Monday, September 24, 2007
Unintentional Art Installation
Guess we overloaded the sheet-fed scanner.
You see, students with visual impairments are entitled to an "accessible PDF" of their textbooks. This allows those with some vision to blow them up huge on a computer screen, as well as to have the computer read it to them out loud. This is actually one of the few legal uses of reformatting of in-copyright works that we are allowed under Canadian law. The problem is, with technical or scientific textbooks, such as this precalculus tome, which has a lot of symbols and formulae, the OCR software doesn't know how to interpret them. Adding to the problem is the use of coloured ink to separate parts of the equation from others. This is probably a great teaching strategy for fully-sighted students, but really bites when you've got a visually impaired student struggling to read the symbols in the first place. Textbook publishers: could you put a sock in the coloured ink thing?

********************

Task list:
(1) In the blog post on accessible textbook PDFs, what are students with visual impairments entitled to?
(2) Write what comes next in the blog post on accessible textbook PDFs, starting after its final sentence.
The material after the post is not needed.

(Location identification entries)
********************

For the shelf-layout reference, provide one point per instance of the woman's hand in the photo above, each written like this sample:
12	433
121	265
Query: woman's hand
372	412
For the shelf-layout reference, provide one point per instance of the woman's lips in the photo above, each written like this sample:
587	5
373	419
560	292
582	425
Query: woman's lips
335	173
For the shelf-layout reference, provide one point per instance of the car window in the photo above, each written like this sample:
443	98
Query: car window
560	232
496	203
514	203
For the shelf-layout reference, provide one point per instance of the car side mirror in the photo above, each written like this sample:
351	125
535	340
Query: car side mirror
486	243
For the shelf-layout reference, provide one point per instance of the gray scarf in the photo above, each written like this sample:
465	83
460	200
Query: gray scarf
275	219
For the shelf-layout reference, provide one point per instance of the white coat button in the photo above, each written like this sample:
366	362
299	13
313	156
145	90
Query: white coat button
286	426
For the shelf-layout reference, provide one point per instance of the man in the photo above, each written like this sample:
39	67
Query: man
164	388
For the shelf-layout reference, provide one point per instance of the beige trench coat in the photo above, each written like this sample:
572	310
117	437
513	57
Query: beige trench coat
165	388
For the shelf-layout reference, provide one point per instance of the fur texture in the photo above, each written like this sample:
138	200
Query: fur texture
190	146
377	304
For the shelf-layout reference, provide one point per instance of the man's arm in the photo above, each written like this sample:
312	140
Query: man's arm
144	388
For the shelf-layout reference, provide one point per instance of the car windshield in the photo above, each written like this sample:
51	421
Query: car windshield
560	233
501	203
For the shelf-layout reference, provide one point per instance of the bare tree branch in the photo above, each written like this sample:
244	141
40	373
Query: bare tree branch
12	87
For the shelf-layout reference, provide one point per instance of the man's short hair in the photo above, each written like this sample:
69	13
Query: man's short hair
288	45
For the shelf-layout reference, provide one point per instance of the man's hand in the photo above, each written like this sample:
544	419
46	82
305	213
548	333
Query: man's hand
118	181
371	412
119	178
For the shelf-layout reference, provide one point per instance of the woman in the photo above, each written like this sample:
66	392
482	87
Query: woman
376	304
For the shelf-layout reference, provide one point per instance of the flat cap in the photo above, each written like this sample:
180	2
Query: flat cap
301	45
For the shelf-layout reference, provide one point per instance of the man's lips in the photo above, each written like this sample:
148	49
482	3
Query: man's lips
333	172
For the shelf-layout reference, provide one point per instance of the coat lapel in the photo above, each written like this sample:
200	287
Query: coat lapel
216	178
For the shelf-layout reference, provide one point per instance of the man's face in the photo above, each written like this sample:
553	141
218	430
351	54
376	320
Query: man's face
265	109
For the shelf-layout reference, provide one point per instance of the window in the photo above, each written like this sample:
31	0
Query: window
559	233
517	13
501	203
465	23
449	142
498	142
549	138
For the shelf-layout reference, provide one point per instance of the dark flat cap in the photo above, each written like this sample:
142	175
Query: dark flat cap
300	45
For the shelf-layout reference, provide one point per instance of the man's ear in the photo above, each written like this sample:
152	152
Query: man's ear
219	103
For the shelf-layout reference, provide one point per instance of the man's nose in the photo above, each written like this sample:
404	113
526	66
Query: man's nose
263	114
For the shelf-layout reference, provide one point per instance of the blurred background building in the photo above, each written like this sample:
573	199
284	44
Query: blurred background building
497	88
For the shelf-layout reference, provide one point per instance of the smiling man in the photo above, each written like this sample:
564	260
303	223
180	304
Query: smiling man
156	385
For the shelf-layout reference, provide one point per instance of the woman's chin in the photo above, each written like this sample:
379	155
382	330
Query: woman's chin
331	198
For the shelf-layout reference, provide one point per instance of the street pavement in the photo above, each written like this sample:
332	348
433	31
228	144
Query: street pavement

********************

Per-task outputs:
(1) An "accessible PDF" of their textbooks.

(2)
Anyway, we were trying today to figure out some alternative scanning practices that might make the formulae machine-readable. The textbook had already been sliced to allow us to sheet-feed it through the scanner; later it gets rebound in spiral for the student as a back-up to the electronic version. But the student's got a test in a few weeks so we really had to get this to her soon. We stuck the whole thing in the sheet feeder and set it up to capture high-res, high-contrast colour scans. An hour later when I emerged from my office, I saw what you're seeing above in the scanner's out-tray. I guess when the tray gets full the rest of the sheets bump into each other, creating the cornucopia effect. It was so beautiful I left it there to enjoy. Tomorrow some poor student employee is going to get stuck re-ordering those pages.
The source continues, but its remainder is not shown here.